**Task instructions**
Copy the lines from the first one through the line containing "[721,351,800,407]", switching "parked car" to "parked vehicle" and keeping everything else the same.

>> begin

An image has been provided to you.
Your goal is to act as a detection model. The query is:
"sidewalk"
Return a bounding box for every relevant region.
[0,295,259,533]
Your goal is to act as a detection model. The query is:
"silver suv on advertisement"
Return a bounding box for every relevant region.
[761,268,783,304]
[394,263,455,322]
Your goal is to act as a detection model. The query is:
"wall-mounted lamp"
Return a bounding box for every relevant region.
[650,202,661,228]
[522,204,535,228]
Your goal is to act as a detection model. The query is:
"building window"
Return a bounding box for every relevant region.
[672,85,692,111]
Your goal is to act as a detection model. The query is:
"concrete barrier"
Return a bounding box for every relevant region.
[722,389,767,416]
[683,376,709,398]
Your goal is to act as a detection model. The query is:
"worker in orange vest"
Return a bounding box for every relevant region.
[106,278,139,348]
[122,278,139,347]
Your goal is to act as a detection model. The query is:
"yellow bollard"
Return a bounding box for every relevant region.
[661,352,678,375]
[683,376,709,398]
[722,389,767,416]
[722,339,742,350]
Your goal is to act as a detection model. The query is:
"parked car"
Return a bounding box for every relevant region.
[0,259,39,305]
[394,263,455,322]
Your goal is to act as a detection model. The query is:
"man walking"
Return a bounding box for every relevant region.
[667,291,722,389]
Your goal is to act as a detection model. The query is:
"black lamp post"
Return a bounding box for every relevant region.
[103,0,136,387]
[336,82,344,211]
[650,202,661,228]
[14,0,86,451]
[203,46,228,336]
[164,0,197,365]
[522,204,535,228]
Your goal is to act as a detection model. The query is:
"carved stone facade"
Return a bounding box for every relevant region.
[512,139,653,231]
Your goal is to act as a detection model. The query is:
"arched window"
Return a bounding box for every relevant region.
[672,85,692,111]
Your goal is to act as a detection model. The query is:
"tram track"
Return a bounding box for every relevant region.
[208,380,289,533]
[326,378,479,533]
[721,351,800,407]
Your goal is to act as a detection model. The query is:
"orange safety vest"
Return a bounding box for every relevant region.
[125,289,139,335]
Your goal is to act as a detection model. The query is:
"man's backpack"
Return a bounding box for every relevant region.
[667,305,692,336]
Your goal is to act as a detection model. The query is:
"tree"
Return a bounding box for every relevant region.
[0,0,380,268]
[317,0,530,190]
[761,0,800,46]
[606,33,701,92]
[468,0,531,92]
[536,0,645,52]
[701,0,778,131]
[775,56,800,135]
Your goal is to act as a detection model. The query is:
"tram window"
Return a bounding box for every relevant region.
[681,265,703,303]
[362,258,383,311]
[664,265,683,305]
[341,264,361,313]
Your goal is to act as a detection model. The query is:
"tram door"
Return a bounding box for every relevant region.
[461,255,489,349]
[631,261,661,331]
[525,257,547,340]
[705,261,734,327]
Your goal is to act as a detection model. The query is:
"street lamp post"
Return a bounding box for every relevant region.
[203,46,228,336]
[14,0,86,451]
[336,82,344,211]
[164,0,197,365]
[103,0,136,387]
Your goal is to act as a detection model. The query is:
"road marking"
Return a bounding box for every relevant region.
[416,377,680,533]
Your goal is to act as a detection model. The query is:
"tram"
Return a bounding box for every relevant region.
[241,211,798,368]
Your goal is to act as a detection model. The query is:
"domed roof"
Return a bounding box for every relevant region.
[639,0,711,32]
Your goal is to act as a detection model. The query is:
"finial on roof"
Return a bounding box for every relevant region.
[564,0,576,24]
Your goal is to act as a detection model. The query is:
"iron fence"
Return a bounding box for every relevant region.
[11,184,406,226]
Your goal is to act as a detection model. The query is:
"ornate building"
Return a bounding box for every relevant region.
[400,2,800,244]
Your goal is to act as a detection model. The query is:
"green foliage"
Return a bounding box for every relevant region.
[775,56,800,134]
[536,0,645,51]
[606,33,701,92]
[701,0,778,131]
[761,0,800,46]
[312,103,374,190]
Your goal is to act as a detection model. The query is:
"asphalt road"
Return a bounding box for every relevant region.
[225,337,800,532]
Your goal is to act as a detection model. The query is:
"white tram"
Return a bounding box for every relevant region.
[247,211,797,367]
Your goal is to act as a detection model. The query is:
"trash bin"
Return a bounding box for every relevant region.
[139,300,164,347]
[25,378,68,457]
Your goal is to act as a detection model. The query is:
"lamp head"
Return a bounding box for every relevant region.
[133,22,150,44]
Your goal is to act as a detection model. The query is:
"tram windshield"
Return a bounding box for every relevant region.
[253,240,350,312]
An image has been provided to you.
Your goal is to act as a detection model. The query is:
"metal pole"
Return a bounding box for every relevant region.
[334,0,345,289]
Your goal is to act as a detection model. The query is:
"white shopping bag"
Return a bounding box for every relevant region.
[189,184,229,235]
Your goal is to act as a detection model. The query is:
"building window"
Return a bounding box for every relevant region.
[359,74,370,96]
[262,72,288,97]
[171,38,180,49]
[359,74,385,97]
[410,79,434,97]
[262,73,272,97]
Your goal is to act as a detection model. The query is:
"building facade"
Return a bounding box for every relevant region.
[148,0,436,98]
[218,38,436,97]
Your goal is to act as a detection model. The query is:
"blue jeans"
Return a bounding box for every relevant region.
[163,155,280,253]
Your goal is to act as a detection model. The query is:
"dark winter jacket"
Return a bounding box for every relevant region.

>> end

**Solution below**
An image has been provided to you.
Your goal is to act as a detection model. The query is:
"sidewalk"
Return a bounding box for every relevant region.
[0,295,259,533]
Your goal is to act as a detection model. The query is:
"silver suv on advertisement"
Return a bounding box for every relevant region.
[761,268,783,304]
[394,263,455,322]
Your goal is to act as a detection model. The query is:
"wall-mounted lamp"
Return a bounding box for every relevant region.
[650,202,661,228]
[522,204,535,228]
Your goal is to act as a detection model. The query is:
"building window"
Return a bounding box for every relevant region.
[672,85,692,111]
Your goal is to act as a detection model. The query is:
"concrete barrier"
Return a bounding box for every relevant region.
[722,389,767,416]
[683,376,709,398]
Your goal is to act as a detection model. The query is:
"worker in orange vest"
Return a bounding box for every relevant region.
[106,278,139,348]
[122,278,139,347]
Your goal is to act as a detection model. The query is:
"yellow bollard"
Return a bounding box for every relevant region.
[661,352,678,375]
[683,376,709,398]
[722,389,767,416]
[722,339,742,350]
Your goal is to act as a detection model. The query is:
"parked vehicle"
Return a bounding box for every relevant region.
[0,259,39,305]
[394,263,455,322]
Your goal is to act as a detection model. The query is:
"man walking"
Return a bounding box for every relevant region.
[667,291,722,389]
Your goal is to act as a detection model. The query is:
"black lamp post"
Return a bounding box for every relevant region.
[103,0,136,387]
[336,82,344,211]
[650,202,661,228]
[14,0,86,451]
[203,46,228,336]
[164,0,197,365]
[522,204,535,228]
Your goal is to act as a detection model. The query is:
"carved stone facade"
Return a bounding box for every relevant region.
[512,139,653,231]
Your goal is to act as a detection model. The query is:
"arched window"
Return a bounding box for every relevant region.
[672,85,692,111]
Your goal is to act as a detection model. The query is:
"tram track"
Return a bounding box for every relevant region.
[208,380,289,533]
[326,378,479,533]
[721,351,800,407]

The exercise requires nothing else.